• **Objetivo do exercício**
Indique qual unidade local de saúde é apontada na entrevista sobre os médicos como um bom exemplo.

• **Excerto do texto**
==============================
SM — Não vejo muitas diferenças, profissionalmente. A mentalidade dos jovens médicos continua a ser boa, profissionalmente continuam a ser bem preparados e mantêm o espírito de Hipócrates. No cumprimento das regras deontológicas e éticas os médicos de agora não são melhores nem piores que os antigos. No meu tempo não havia carreiras médicas, cada um ia à vida e lutava por si próprio. Hoje só há médicos especialistas, fruto da evolução das especialidades, e as condições de trabalho são melhores, as unidades de saúde estão mais bem equipadas. Mas os jovens médicos correm o risco de ser cada vez mais assalariados.
«TM» — Hoje os médicos também podem não estar nas carreiras...
SM — Defendi, quando foi criada a Associação Portuguesa dos Médicos da Carreira Hospitalar, que devia chamar-se apenas associação dos médicos hospitalares, porque incluir carreira na denominação era redutor. O médico, cada vez mais, pode trabalhar no hospital e não estar na carreira. Continuo a defender as carreiras intransigentemente, mas isso não significa que a associação não possa incluir médicos que não estejam na carreira, mas trabalhem nos hospitais, para que eles próprios se possam pronunciar sobre as carreiras.
Maior ligação entre os médicos
«TM» — O que pensa da criação das USF?
SM — A criação das USF é uma ideia boa, mas continua a perpetuar um vício, que é a separação absoluta entre clínicos gerais e médicos hospitalares, o que é mau. Partindo do princípio que os especialistas hospitalares devem ir aos centros de saúde — aliás, há várias experiências, por exemplo em Valência, em que todos os médicos fazem parte da mesma unidade de saúde —, as unidades locais de saúde, como a de Matosinhos, são um bom exemplo.
==============================
• **Dados fornecidos**
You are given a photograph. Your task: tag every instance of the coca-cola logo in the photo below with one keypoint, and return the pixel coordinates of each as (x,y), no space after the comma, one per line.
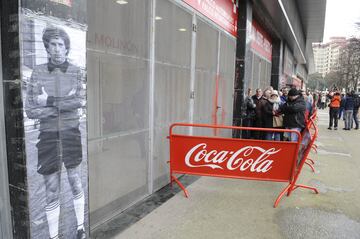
==============================
• **Resposta à tarefa**
A de Matosinhos.